**Directions for this task:** In the text on latency, what kind of cells is cache memory made of?

**Text shown:**
[Start of Attachment]
Latency, and throughout – System Design Concepts
Performance is a crucial part of any System. The better the performance, the faster the requests are processed and the better the user experience. It’s also commonly asked in interviews.
Parameters to measure the performance of a system can be latency, throughput, availability, scalability, and reliability.
1. Latency

Latency refers to the delay between the time a request is made and the time a response is received. You might have experienced it in your day-to-day life, for instance, while some apps respond quickly while some may not. The same can be said for websites. Latency can be measured in milliseconds.
1.1 Is latency crucial for System Design?

Latency is important because it directly affects the user experience. We as a user always expect the system to be responsive and provide real-time feedback for our queries. And if the site is not responsive then it can lead to a poor user experience. Moreover, it also affects the performance of a system, making the system more difficult to scale.
1.2 What causes latency?
You might be thinking what could be the reason for latency right. There could be many reasons for latency in system response. Let’s see a few of the major reasons:
- Network Delays
Network delay occurs due to the time taken by the data packets to travel across the network. This delay can be because of network congestion, routing(time taken by routers to process and forward the packet to the correct path), and distance. - Processing Time
Processing time is the time system takes to process requests or data. Processing time can be significant because of slow machines, large data sets, or inefficient algorithms. - I/O Delays
I/O delays can occur when data is transferred between two components of a system.
It can occur because of slow disk access time or inefficient data transfer protocols. - Software Design
Poorly designed software, inefficient data structure or algorithms, or improper caching implementation can also lead to latency in a system.
1.3 How to improve latency?
Let’s see some important ways by which we could improve latency.
- Caching
We can store the most frequently used data in a cache(cache memory is made of static random-access memory (SRAM) cells) for the faster response of a system. It significantly reduces the latency by providing cached data immediately, without waiting for a response from the backend system. - Content Delivery Networks (CDNs)
[End of Attachment]
**Dataset content:**
[Start of Attachment]
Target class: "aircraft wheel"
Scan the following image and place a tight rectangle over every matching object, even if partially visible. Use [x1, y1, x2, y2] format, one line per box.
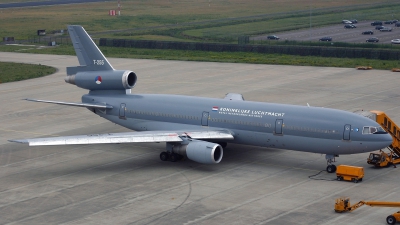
[End of Attachment]
**Answer for the task:** Static random-access memory (SRAM) cells.